-------- Text block --------

Revealing the practices of public entities
The second contribution of empirical legal research to the study of public law is to reveal the actual operations of public bodies and offices. At first glance, this may seem like a superfluous endeavour for public lawyers to embark upon. As noted in the introduction to this chapter, by virtue of the uncodified nature of our constitution, public law scholars have an unavoidable empirical interest in constitutional practice. Given the importance of conventions to the UK constitution, public lawyers must concern themselves with political practices around issues such as the exercise of prerogative powers, the accountability of Ministers to Parliament, and so forth. Much of these data are routinely placed in the public domain, do not require empirical enquiry as such and are, accordingly, very familiar terrain for the textbook writers. Equally, research aimed at revealing the practices of public entities may seem redundant given that it appears to mirror the basic function of the constitution itself. The complex and varied public accountability systems noted in the previous section are all geared towards revealing the realities of how public bodies operate. Everything from parliamentary debates and questions, to the select committee system, to ombudsmen investigations, to certain forms of inquiry, to public audit, to regulatory oversight, to freedom of information regimes, all share the task, inter alia, of opening up the operations of various constitutional actors to public scrutiny. Public lawyers have made great use of such data to assess and critique constitutional relations and governmental action (e.g. Tomkins, 1998). Why should we additionally go beyond these readily available sources of data and use the research techniques of the social sciences to obtain even more data about the workings of public bodies?

-------- Data lines --------

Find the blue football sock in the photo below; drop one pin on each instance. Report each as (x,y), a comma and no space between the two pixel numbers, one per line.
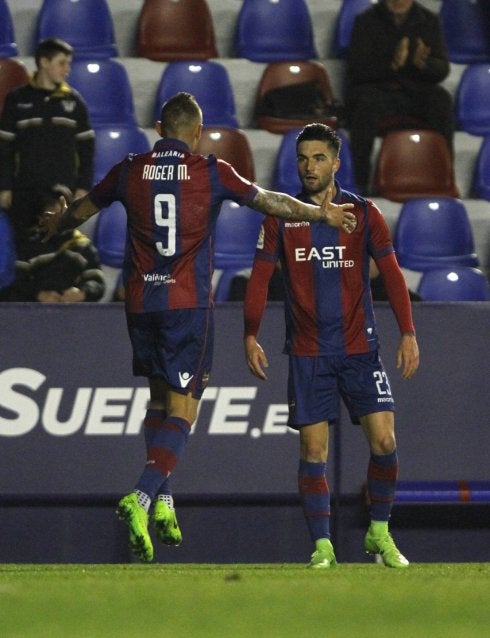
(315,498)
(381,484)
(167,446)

--------

• [Set exercise 1]
In the text on revealing the practices of public entities, which work is cited as an example of public lawyers using accountability data to critique constitutional relations and governmental action?
• [Set exercise 2]
Recast the paragraph beginning "The second contribution of empirical legal research" from the text on revealing the practices of public entities as a bulleted list that keeps its main facts.
• [Set exercise 3]
Carry on the text on revealing the practices of public entities from the point where it stops.

• [Task answer 1]
Tomkins (1998).

• [Task answer 2]
- The second contribution of empirical legal research to public law is revealing how public bodies and offices actually operate.
- At first this may seem superfluous. The UK constitution is uncodified and depends on conventions, so public lawyers already have to study political practices such as the exercise of prerogative powers and ministerial accountability to Parliament.
- Much of this data is routinely made public, needs no empirical enquiry, and is familiar ground for textbook writers.
- Such research may also seem redundant because the constitution's accountability systems already exist to open public bodies to scrutiny. These include parliamentary debates and questions, the select committee system, ombudsmen investigations, certain inquiries, public audit, regulatory oversight, and freedom of information regimes.
- Public lawyers have made great use of this data to assess and critique constitutional relations and governmental action (e.g. Tomkins, 1998).
- The paragraph closes by asking why researchers should go beyond these available sources and use social-science techniques to gather still more data on public bodies.

• [Task answer 3]
The answer is twofold. First, notwithstanding the complex ways in which we hold public power to account, there is still a great deal about the workings of public bodies that we do not understand. The data produced by accountability mechanisms often give only a limited picture of a more complex empirical reality, particularly where they emerge from dispute resolution forums (Halliday and Scott, 2010). It is not just our systems of accountability that have grown in an attempt to match the increased expansion and complexity of state activity during the last century. Our ignorance of governmental operations similarly and inevitably tracks the expansion of government in all its forms. A great deal of the 'public life' of our constitution still takes place in the dark. Yet, the critique and assessment of our constitution - a very familiar and important aspect of public law scholarship - need a solid empirical understanding of constitutional operations as their foundation (Daintith and Page, 1999).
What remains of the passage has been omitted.